Stated task :: Reproduce each line of the records below word for word, leaving the pictures out.
== Records shown
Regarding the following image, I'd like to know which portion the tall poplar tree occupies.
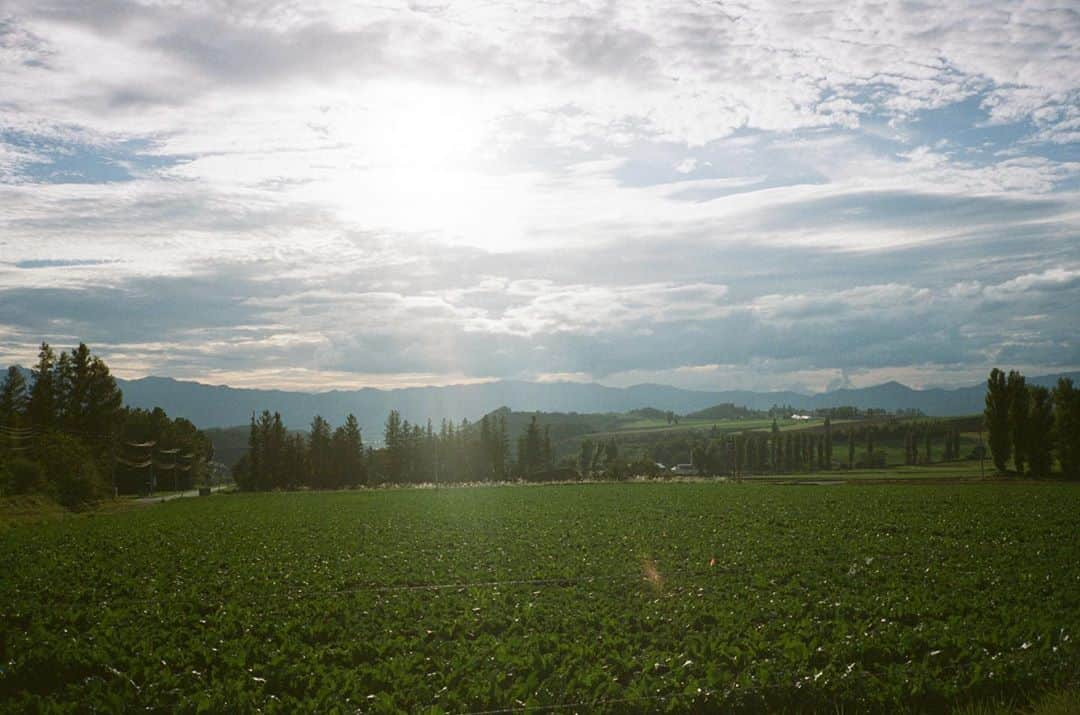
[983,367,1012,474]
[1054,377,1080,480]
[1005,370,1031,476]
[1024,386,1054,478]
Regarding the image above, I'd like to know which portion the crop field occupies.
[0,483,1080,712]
====
Answer to the problem ::
Regarding the following image, I'd like to know which portion the tall poplar tree occupies.
[983,367,1012,474]
[1054,377,1080,480]
[1005,370,1031,476]
[1024,386,1054,478]
Regarding the image above, I'd like to know which portion the crop field occupies.
[0,483,1080,712]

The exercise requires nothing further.